[Start of Records for the task]
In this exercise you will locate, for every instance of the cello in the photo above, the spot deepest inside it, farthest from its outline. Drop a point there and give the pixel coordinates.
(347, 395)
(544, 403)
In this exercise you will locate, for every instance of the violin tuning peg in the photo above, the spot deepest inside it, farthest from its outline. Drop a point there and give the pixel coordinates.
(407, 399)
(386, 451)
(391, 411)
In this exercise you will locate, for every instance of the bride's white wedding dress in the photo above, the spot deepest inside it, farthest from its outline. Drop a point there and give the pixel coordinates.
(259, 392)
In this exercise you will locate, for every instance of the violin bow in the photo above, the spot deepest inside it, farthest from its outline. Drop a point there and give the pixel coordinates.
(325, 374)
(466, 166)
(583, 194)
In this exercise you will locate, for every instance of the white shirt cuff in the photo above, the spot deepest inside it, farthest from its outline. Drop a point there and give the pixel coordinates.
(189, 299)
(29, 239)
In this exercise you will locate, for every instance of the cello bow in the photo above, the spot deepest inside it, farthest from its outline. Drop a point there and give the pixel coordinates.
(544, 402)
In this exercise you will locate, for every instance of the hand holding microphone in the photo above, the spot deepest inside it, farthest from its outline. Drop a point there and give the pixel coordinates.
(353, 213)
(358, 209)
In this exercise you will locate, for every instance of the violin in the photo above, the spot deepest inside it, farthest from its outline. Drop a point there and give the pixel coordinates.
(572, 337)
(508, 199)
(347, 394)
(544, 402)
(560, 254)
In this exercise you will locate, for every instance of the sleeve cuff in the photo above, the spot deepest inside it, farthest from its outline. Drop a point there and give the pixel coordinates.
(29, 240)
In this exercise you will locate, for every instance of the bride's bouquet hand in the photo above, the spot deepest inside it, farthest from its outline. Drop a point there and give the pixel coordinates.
[End of Records for the task]
▶ _Challenge_:
Change every "Drop a point there" in the records to "Place a marker there" and leave all other text as it is.

▶ _Written answer_:
In this exercise you will locate, for every instance of the cello in the photo above, the spot deepest inside it, farthest from its outline. Place a marker there and give the pixel coordinates.
(347, 395)
(544, 403)
In this exercise you will locate, for every instance of the violin tuning peg in the photo above, the spot deepest inside it, farthest from its outline. Place a marker there and give the pixel coordinates.
(407, 399)
(386, 451)
(391, 411)
In this exercise you will locate, for every instance of the bride's white wedding dress in the photo above, the spot deepest inside it, farthest from its outline. Place a marker there and give the pixel coordinates.
(259, 392)
In this exercise you will locate, for every instance of the violin bow in the photo above, the spot deepest inside it, farthest from its outline. Place a marker there and give the pixel coordinates.
(325, 374)
(466, 166)
(583, 194)
In this exercise you will locate, for every instance of the white shirt cuff in the photo above, the spot deepest inside it, farthest from its outline. Place a marker there and give the pixel coordinates.
(189, 299)
(29, 239)
In this exercise you will locate, for every instance of the cello bow in the photo above, the spot deepest inside it, farthest from its outline. Place a marker there and give the pixel coordinates.
(544, 402)
In this exercise you will locate, for every instance of the hand holding microphone in the photo above, the spot deepest inside it, farthest from its outline. Place a marker there and give the pixel coordinates.
(353, 213)
(358, 209)
In this exercise you will locate, for every instance of the violin in the photo above, the spot deepest inside it, farthest from its outline. Place a marker there and give the pixel coordinates.
(572, 337)
(508, 199)
(347, 394)
(544, 402)
(560, 254)
In this exercise you will locate, for every instance of the sleeve cuff in the photo above, the spot deepest inside it, farthest from its outline. Place a marker there and give the pixel coordinates.
(29, 240)
In this exercise you will locate, for every instance of the bride's bouquet hand in the photo above, the spot deepest inside it, farthest from its outline. Place a marker there and give the pixel coordinates.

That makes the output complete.